Problem to work on - Copy the lines of the items word for word, beginning at the line that contains "query: the noun phrase to segment: **golden" and continuing through the end of the items.

Supplied entries -

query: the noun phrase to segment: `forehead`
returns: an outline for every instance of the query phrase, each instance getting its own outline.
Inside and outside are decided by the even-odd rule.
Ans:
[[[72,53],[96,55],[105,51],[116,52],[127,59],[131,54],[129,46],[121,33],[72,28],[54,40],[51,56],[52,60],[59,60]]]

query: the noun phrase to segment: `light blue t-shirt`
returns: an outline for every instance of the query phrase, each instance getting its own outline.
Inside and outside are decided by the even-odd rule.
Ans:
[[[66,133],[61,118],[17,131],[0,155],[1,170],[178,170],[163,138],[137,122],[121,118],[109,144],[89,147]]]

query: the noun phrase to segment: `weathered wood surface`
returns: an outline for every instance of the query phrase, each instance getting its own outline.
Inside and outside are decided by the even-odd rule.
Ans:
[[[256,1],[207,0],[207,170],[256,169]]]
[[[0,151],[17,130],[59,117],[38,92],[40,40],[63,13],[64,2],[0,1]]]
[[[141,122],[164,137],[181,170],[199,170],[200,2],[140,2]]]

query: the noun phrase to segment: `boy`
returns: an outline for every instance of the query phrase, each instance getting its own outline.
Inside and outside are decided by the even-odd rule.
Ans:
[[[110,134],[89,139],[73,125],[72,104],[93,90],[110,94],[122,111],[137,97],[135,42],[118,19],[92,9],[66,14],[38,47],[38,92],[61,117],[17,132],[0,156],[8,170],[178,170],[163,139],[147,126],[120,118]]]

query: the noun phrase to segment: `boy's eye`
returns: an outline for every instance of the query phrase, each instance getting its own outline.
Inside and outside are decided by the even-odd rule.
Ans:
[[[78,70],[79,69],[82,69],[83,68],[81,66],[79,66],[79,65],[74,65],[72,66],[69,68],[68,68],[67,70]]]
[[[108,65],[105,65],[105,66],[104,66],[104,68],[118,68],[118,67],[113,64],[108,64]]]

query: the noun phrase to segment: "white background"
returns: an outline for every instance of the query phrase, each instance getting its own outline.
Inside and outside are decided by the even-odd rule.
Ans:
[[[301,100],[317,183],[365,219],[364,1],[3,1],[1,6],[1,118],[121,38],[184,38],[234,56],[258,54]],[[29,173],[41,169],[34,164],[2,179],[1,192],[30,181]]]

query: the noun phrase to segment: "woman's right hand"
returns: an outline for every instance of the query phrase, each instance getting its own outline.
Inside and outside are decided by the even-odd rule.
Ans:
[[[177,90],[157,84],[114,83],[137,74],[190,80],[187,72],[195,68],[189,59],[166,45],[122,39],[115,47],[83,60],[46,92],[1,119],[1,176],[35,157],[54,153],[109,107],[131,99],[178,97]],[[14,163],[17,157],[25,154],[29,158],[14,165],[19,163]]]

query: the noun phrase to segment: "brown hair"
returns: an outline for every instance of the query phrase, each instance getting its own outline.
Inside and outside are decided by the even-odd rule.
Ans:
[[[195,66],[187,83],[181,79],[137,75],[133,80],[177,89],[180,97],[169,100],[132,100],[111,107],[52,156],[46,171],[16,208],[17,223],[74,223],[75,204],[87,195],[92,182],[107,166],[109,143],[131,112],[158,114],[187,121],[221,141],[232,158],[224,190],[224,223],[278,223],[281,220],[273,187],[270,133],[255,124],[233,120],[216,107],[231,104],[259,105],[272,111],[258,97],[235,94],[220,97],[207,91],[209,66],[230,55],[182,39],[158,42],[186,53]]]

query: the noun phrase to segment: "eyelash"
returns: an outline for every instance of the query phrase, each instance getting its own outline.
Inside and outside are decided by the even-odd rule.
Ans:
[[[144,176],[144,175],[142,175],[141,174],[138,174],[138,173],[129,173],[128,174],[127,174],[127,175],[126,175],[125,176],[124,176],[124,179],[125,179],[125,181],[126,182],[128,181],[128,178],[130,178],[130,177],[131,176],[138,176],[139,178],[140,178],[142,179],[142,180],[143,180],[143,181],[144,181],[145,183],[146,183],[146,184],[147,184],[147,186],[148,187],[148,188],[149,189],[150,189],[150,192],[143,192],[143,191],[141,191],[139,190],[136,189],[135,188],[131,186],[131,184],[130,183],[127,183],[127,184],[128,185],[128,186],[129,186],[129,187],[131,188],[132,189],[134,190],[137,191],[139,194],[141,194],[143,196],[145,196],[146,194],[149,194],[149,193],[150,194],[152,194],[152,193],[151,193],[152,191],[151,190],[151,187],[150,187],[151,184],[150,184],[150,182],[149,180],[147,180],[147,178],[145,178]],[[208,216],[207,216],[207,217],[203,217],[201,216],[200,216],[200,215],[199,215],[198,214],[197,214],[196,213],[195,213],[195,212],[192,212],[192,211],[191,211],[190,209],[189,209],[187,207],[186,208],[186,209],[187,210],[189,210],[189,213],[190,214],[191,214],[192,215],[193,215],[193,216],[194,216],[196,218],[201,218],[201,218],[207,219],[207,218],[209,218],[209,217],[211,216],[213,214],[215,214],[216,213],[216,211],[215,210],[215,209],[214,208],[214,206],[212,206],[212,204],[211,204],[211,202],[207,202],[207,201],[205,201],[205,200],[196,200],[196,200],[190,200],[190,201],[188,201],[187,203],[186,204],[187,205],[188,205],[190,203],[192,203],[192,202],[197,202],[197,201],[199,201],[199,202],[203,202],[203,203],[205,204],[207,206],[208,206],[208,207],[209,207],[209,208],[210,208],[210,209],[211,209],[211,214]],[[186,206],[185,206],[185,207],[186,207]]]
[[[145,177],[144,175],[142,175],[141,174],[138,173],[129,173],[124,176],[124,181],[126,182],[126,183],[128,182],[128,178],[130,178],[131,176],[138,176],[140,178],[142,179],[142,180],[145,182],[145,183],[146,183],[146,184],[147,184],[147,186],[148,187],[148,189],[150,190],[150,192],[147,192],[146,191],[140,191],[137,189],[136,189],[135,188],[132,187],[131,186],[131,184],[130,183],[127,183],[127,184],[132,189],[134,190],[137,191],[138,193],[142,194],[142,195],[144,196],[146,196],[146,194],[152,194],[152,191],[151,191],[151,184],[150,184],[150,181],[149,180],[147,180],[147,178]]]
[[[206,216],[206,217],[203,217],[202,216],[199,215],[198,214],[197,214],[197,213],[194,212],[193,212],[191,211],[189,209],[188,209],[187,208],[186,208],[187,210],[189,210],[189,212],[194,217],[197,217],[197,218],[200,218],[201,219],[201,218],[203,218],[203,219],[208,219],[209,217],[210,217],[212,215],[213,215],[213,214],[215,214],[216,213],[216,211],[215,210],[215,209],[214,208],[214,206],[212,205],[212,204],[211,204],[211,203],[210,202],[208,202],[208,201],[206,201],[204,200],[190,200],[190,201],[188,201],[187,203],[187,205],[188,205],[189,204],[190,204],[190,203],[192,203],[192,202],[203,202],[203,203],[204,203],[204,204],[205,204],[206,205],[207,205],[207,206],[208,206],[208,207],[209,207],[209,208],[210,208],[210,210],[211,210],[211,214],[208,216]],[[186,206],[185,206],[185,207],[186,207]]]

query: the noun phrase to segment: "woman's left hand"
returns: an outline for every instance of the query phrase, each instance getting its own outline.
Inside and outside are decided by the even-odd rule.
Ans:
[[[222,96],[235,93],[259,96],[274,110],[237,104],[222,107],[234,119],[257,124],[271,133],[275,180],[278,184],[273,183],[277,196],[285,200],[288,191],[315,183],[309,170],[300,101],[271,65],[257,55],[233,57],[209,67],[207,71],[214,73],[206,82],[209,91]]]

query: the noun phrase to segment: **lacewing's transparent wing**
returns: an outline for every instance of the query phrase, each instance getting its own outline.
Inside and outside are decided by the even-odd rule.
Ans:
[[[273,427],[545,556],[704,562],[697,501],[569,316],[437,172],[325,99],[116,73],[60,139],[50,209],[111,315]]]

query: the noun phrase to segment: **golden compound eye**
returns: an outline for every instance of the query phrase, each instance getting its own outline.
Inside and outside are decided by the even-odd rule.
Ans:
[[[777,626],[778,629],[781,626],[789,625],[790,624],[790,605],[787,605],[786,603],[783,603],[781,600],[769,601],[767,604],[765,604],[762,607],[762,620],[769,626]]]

Complete answer -
query: the noun phrase to segment: **golden compound eye**
returns: an outline for every instance of the query phrase, each instance getting its own outline.
Inside and outside are decided by the even-odd rule.
Ans:
[[[777,626],[778,629],[781,626],[789,625],[790,624],[790,605],[787,605],[786,603],[783,603],[781,600],[769,601],[767,604],[765,604],[762,607],[762,620],[769,626]]]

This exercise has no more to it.